Document -
Alfredo Harp Helú stadium

Company supplies 70,000 cubic metres of concrete for iconic ‘Alfredo Harp Helú’ stadium in Mexico City

CEMEX have played a key role in the construction of the ‘Alfredo Harp Helú’ baseball stadium in Mexico City. This new sports venue has the capacity for more than 20,000 spectators and is home to Mexico’s Red Devils baseball team.

The new stadium, which is considered one of Mexico’s most avant-garde sports facilities, complies with demanding technological, environmental and aesthetic requirements to host matches from the Mexican Baseball League and other professional leagues.

 

It features a vast translucent roof that covers the large central lobby, with its outstanding stalls and commercial areas. To support the structure, including a steel skeleton weighing from 500 to 1,000 tonnes per module, six CEMEX concrete supporting bases that simulated pre-Hispanic pyramids were constructed.

‘The use of high-strength concrete allowed us to have more slender structures, which at the same time bear more weight,’ explained Alicia Andonegui, director of operations and maintenance at the ‘Alfredo Harp Helú’ stadium.

CEMEX Fortis concrete was used to facilitate the assembly of the metal structure, whilst CEMEX Promptis concrete technology achieved high strength and rapid hardening at an early age, thereby allowing early de-molding.

Data block -
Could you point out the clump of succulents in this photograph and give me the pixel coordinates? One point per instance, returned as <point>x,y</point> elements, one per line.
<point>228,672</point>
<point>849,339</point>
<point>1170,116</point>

Aim - From the stadium article above, return everything from "The new stadium, which" down to "pyramids were constructed.", copied word for word.

Reply -
The new stadium, which is considered one of Mexico’s most avant-garde sports facilities, complies with demanding technological, environmental and aesthetic requirements to host matches from the Mexican Baseball League and other professional leagues.

 

It features a vast translucent roof that covers the large central lobby, with its outstanding stalls and commercial areas. To support the structure, including a steel skeleton weighing from 500 to 1,000 tonnes per module, six CEMEX concrete supporting bases that simulated pre-Hispanic pyramids were constructed.